O projeto de Carelli já forjou a criação de documentários clássicos que extrapolam o caráter etnográfico. Um deles é O Espírito da TV (1990), sobre as emoções e reflexões dos índios Waiãpi ao se verem pela primeira vez na televisão. Outro é Yãkwá, o Banquete dos Espíritos (1995), de Virgínia Valadão, que enfoca as longas festas anuais dos Enauêne Nauê em reverência aos seus antepassados.
Um dos métodos mais comuns nas oficinas de criação do Vídeo nas Aldeias é a troca de vídeo-correspondência entre tribos diferentes. Em A Arca dos Zo’é (1993), de Dominique Gallois e Vincent Carelli, os Waiãpi são apresentados aos Zo’é através de um vídeo e retribuem com uma visita pessoal, câmera em punho. Eu Já Fui Seu Irmão (1993), de Carelli, mostra a viagem de um líder Parakatêjê a uma aldeia Krahô que fala a sua mesma língua.
O contato inter-tribal, mediado pelo vídeo, tem sido uma ferramenta importante na preservação da consciência e da cultura indígenas, ao comprovar que uma determinada tribo não está sozinha no mundo, ilhada pela sociedade não-índia. No mesmo sentido atuam as produções da Vídeo nas Aldeias para a TV, como a série Índios no Brasil, apresentada por Aílton Krenak, e o Programa de Índio, realizado e apresentado por índios para a TV Educativa de Mato Grosso. Ambos estão representados na programação da mostra Vídeo nas Aldeias: Um Olhar Indígena.
Para se afirmarem como cinegrafistas, editores, técnicos de som, apresentadores e atores, os índios têm um caminho relativamente longo a percorrer. Precisam vencer uma paralisante timidez, absorver códigos de representação visual estranhos a sua formação e, ainda assim, manter o seu “jeito” de ver as coisas e narrar o mundo. Os documentários da mostra revelam amiúde a própria figura do índio como coletor de imagens e palavras, e as curiosas situações daí decorrentes. No magnetizante Wapté Mnhõnõ – Iniciação do Jovem Xavante”, por exemplo, um dos realizadores aparece justificando sua ausência das filmagens em determinado dia, em virtude da obrigação de ajudar a família numa corrida com toras.
Outro destaque da mostra é Das Crianças Ikpeng para o Mundo, de Kumaré, Karané e Natuyu Txicão, onde dois meninos e duas meninas (já casadas e com filhos!) apresentam os hábitos, comidas e brincadeiras de sua aldeia a um suposto espectador de outra tribo. O vídeo teria sido produzido como uma resposta a video-carta de crianças de Sierra Maestra, em Cuba, embora isso não seja referido. Ali, temos crianças que já superaram os bloqueios de temperamento, provavelmente criadas em ambiente perpassado pelo audiovisual. Trabalho, arte e exercício lúdico, então, se confundem de maneira graciosa e exuberante.

- [Exercício 1] No trecho sobre o Vídeo nas Aldeias, quem apresenta a série Índios no Brasil?
- [Exercício 2] Devolva tudo do trecho sobre o Vídeo nas Aldeias, desde "O contato inter-tribal, mediado" até "Um Olhar Indígena.", sem mudar nada.
Os registros não têm nada a ver com esta parte.

(Itens de um conjunto de dados)

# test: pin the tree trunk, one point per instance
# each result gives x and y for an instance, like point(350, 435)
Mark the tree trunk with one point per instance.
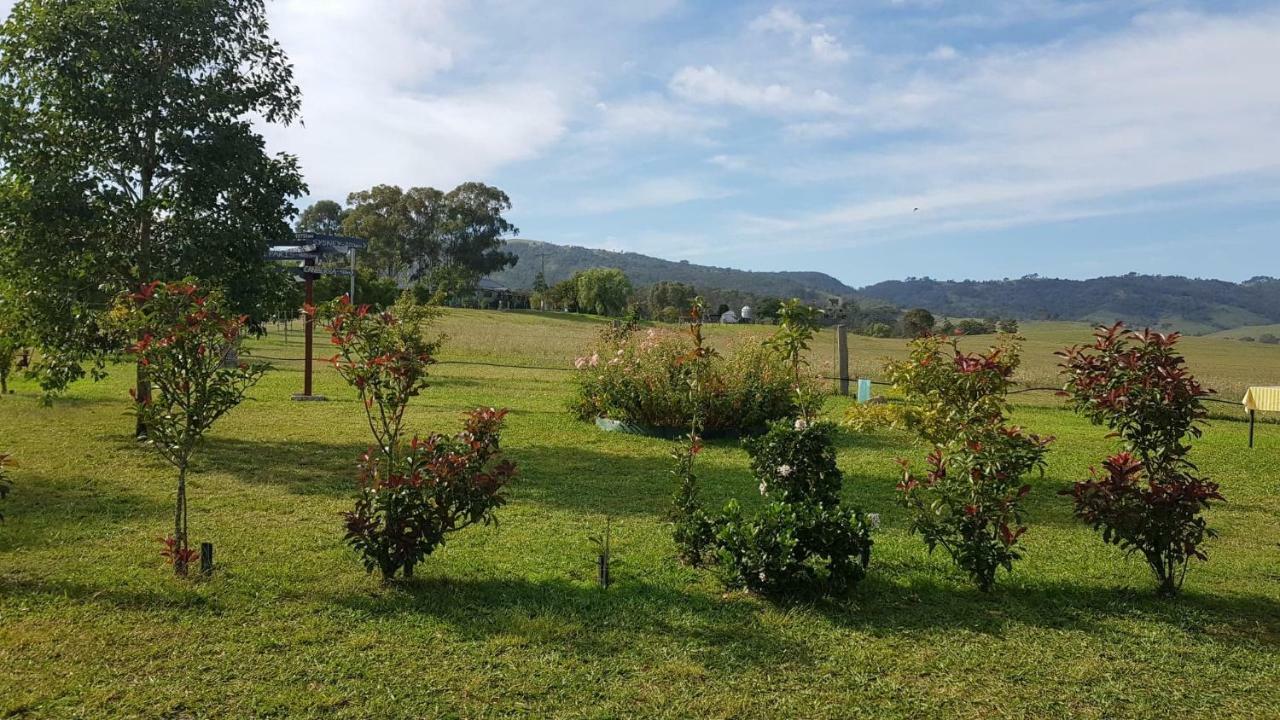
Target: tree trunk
point(179, 527)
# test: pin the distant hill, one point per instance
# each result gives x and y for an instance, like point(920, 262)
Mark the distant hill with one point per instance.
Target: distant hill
point(1189, 305)
point(563, 260)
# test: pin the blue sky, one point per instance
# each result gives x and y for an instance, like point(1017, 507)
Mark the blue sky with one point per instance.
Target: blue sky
point(871, 140)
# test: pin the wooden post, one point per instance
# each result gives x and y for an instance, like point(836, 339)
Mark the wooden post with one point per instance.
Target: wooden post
point(206, 559)
point(351, 253)
point(842, 358)
point(310, 327)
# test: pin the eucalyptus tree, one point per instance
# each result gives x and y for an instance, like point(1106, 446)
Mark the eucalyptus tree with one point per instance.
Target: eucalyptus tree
point(129, 153)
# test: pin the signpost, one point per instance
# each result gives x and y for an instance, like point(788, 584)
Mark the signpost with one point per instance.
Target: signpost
point(310, 249)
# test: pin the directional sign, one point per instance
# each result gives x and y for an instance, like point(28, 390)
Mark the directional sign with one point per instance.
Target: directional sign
point(339, 272)
point(333, 241)
point(289, 255)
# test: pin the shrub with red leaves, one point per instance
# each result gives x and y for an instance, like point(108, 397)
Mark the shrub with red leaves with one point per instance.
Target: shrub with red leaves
point(188, 351)
point(1150, 497)
point(411, 495)
point(968, 501)
point(439, 486)
point(4, 478)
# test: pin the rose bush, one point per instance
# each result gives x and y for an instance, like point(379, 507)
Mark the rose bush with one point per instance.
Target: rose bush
point(1150, 497)
point(411, 495)
point(639, 379)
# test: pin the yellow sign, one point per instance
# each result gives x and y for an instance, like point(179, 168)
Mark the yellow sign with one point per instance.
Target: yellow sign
point(1262, 399)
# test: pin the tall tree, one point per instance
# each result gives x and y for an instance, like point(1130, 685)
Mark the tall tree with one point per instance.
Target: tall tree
point(423, 232)
point(603, 291)
point(323, 217)
point(402, 227)
point(129, 154)
point(474, 231)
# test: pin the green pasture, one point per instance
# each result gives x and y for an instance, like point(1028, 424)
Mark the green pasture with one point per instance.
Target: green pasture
point(507, 621)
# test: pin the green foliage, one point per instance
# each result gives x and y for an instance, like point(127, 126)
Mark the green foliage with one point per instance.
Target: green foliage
point(717, 285)
point(693, 531)
point(323, 217)
point(407, 506)
point(641, 379)
point(1151, 497)
point(917, 323)
point(602, 291)
point(420, 229)
point(1141, 300)
point(5, 486)
point(969, 501)
point(950, 395)
point(129, 153)
point(803, 537)
point(371, 290)
point(868, 417)
point(188, 351)
point(385, 356)
point(796, 327)
point(14, 337)
point(662, 295)
point(411, 496)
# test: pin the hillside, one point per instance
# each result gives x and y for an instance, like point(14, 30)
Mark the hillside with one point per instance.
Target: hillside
point(563, 260)
point(1191, 305)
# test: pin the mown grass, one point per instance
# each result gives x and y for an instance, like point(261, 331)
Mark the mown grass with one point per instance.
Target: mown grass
point(507, 623)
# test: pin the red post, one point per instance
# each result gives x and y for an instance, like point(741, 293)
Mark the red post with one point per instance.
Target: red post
point(310, 324)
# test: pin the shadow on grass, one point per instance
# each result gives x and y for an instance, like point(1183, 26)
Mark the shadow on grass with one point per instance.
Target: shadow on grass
point(885, 607)
point(586, 620)
point(301, 466)
point(178, 596)
point(55, 510)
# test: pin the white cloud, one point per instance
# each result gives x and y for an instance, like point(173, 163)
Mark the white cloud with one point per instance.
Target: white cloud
point(657, 192)
point(648, 115)
point(711, 86)
point(734, 163)
point(1069, 130)
point(822, 44)
point(944, 53)
point(379, 104)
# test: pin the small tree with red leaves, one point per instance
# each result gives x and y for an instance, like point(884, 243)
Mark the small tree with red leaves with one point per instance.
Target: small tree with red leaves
point(188, 351)
point(411, 495)
point(969, 499)
point(4, 478)
point(1148, 497)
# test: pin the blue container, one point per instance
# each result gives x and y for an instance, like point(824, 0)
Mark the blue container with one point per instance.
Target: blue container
point(864, 390)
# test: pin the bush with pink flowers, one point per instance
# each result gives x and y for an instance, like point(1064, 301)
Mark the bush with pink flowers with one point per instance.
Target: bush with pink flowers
point(638, 378)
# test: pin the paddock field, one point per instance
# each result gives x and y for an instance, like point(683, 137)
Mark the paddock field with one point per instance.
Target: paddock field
point(507, 623)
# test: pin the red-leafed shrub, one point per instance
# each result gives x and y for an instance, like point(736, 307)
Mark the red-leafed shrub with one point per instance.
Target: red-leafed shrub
point(969, 499)
point(188, 351)
point(438, 486)
point(411, 495)
point(1148, 497)
point(4, 478)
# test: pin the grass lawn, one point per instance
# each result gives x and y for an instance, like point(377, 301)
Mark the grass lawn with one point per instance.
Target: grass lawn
point(507, 623)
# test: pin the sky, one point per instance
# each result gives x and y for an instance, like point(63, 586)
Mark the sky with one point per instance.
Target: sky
point(867, 139)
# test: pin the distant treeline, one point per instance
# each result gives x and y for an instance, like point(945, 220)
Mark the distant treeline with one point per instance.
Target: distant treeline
point(609, 292)
point(1157, 301)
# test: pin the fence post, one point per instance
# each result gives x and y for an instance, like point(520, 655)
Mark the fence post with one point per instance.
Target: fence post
point(842, 358)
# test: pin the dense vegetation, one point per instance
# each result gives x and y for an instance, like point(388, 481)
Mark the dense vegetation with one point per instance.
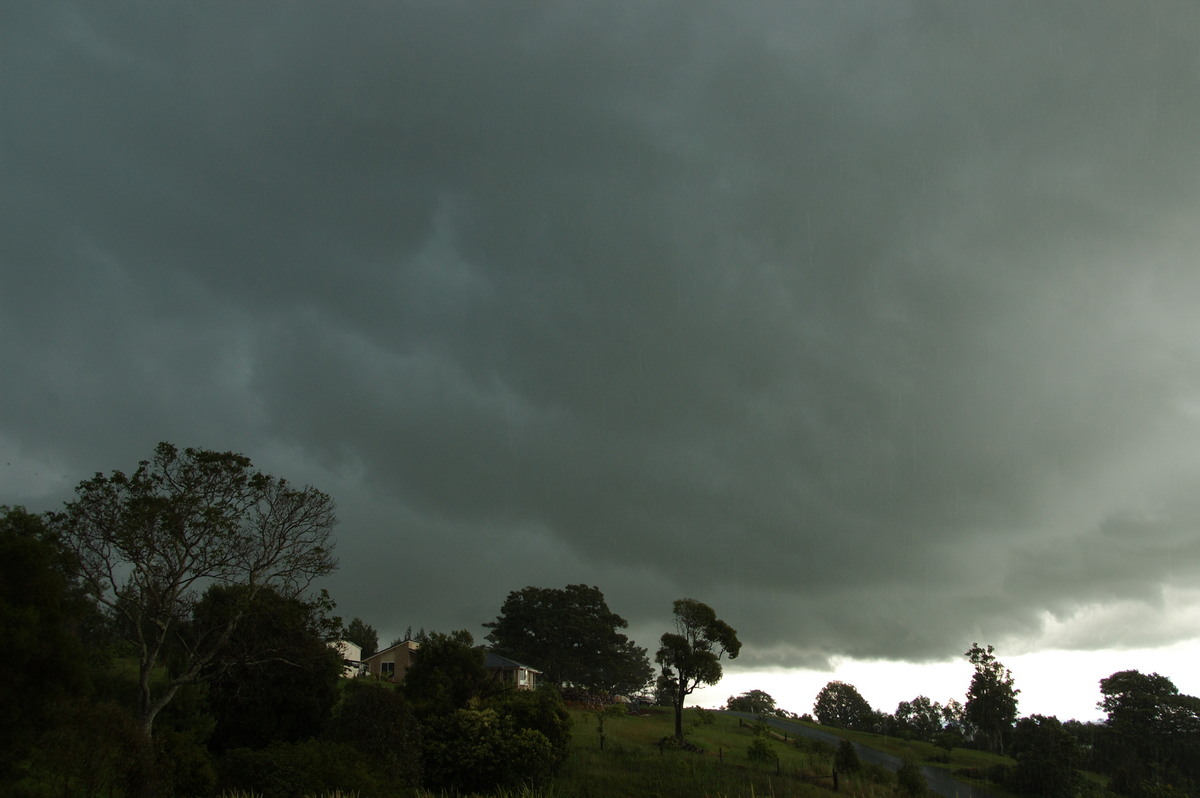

- [Espaço da resposta 1] Aílton Krenak.

- [Espaço da resposta 2]
O contato inter-tribal, mediado pelo vídeo, tem sido uma ferramenta importante na preservação da consciência e da cultura indígenas, ao comprovar que uma determinada tribo não está sozinha no mundo, ilhada pela sociedade não-índia. No mesmo sentido atuam as produções da Vídeo nas Aldeias para a TV, como a série Índios no Brasil, apresentada por Aílton Krenak, e o Programa de Índio, realizado e apresentado por índios para a TV Educativa de Mato Grosso. Ambos estão representados na programação da mostra Vídeo nas Aldeias: Um Olhar Indígena.